DOCUMENT SEGMENT:
::::

Toil Budgets and Elimination
Measure, budget, and systematically eliminate toil in SRE organizations. Covers toil taxonomy, measurement frameworks, automation ROI calculation, toil elimination strategies, and the organizational patterns that prevent toil from consuming engineering capacity.
Google SRE defines toil as manual, repetitive, automatable work that scales linearly with the size of the service. If your team spends 60% of their time on toil, they have 40% for engineering work. The SRE target is less than 50% toil — ideally under 30%. Every percentage point of toil reduction is reclaimed engineering capacity.
Toil Taxonomy
Characteristics of toil:
Manual: Requires a human to run a script, click a button
Repetitive: Done more than once, not a novel task
Automatable: A machine could do it (if someone built the automation)
Reactive: Triggered by external event, not proactive choice
No value: Does not improve the service permanently
Scales with service: More users = more toil
NOT toil:
✅ Architecture design (creative, non-repetitive)
✅ Code review (valuable human judgment)
✅ Incident postmortems (permanent improvement)
✅ Building automation (eliminates future toil)
✅ On-call with novel incidents (requires engineering thinking)
Measuring Toil
Toil Tracking
# Track toil weekly per team member
weekly_toil_log:
engineer: "Alice"
week: "2026-W10"
total_hours: 40
toil_hours: 14
toil_percentage: 35%
toil_breakdown:
- activity: "Manual certificate rotation"
hours: 3
frequency: weekly
automatable: true
automation_effort: "2 days"
- activity: "Scaling database replicas"
hours: 2
frequency: twice_weekly
automatable: true
automation_effort: "1 day"
- activity: "Answering capacity requests via ticket"
hours: 4
frequency: daily
automatable: true
automation_effort: "1 week"
- activity: "Debugging user-reported 500 errors"
hours: 5
frequency: daily
automatable: partially
automation_effort: "2 weeks (better error handling)"
Automation ROI Calculation
Toil: Manual certificate rotation
Time per occurrence: 45 minutes
Frequency: 12 times per month
Monthly cost: 12 × 45 min = 9 hours
Annual cost: 9 × 12 = 108 hours × $150/hr = $16,200
Automation cost:
Development: 16 hours = $2,400
Testing: 4 hours = $600
Maintenance: 2 hours/month = $3,600/year
Total first year: $6,600
ROI:
First year savings: $16,200 - $6,600 = $9,600 (59% ROI)
Second year savings: $16,200 - $3,600 = $12,600 per year
Payback period: ~5 months
XKCD rule of thumb:
If a task takes 30 min and you do it weekly:
You can spend up to 26 hours automating it (over 5 years)
Elimination Strategies
Automation Ladder
Level 0: Fully manual
Human does everything, every time
Level 1: Documented procedure
Human follows a runbook step by step
Level 2: Partially automated
Script handles most steps, human monitors
Level 3: Fully automated with human trigger
Human runs script, it does everything
Level 4: Fully automated with machine trigger
Event triggers automation, human reviews result
Level 5: Fully autonomous
Event triggers automation, no human involved
Human alerted only on failure
Goal: Move every toil item up the ladder.
Most items should be Level 3+ within 6 months.

::::

SUPPLIED RECORDS:
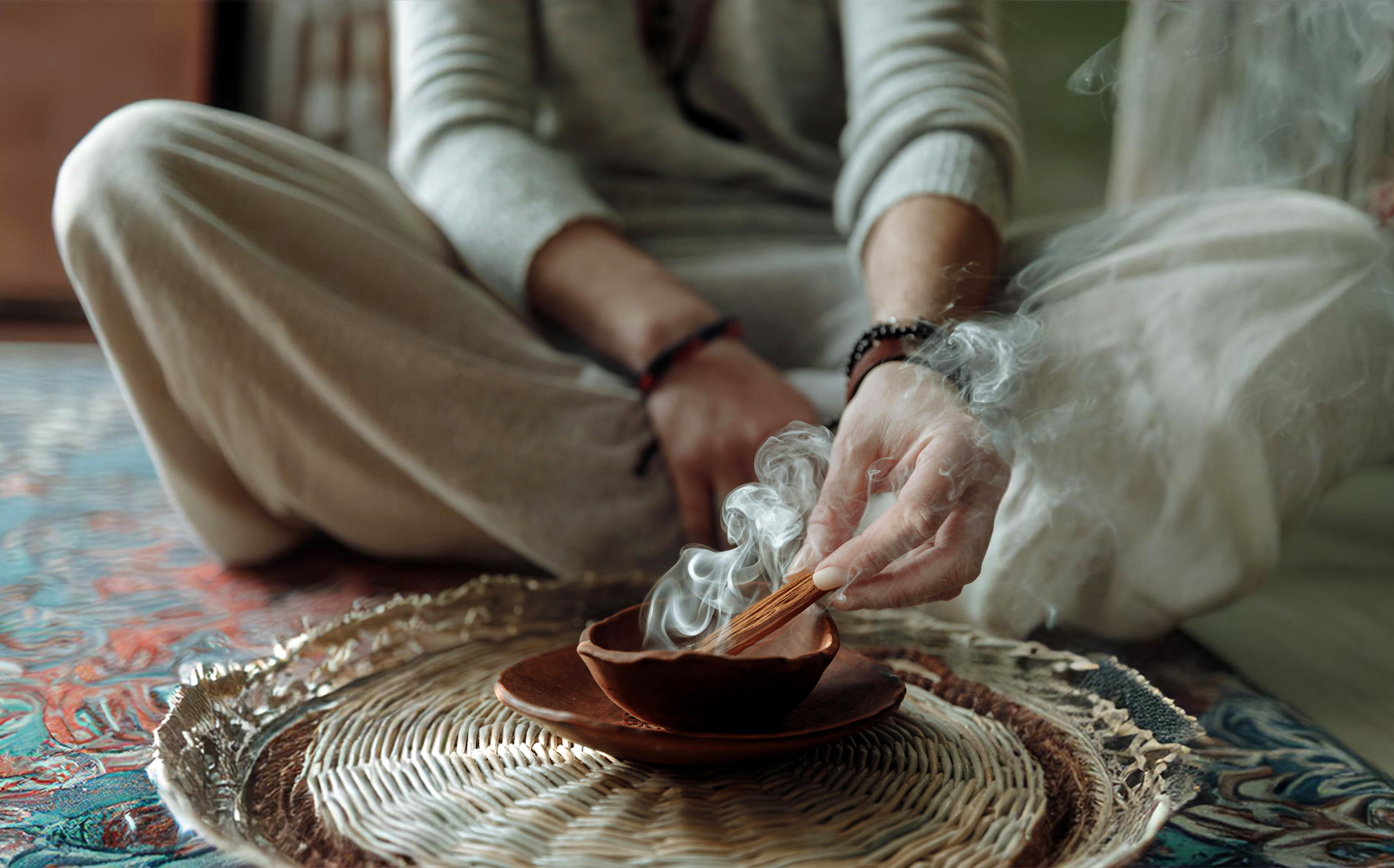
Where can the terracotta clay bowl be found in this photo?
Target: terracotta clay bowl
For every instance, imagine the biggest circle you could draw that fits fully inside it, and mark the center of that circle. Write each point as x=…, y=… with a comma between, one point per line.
x=555, y=690
x=697, y=691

::::

WORK ORDER 1:
List every activity that the toil budgets page names as not being toil.
WORK ORDER 2:
According to the toil budgets page, why does building automation not count as toil?

EXPECTED ANSWER 1:
Architecture design, code review, incident postmortems, building automation, and on-call with novel incidents.

EXPECTED ANSWER 2:
Building automation does not count as toil because it eliminates future toil.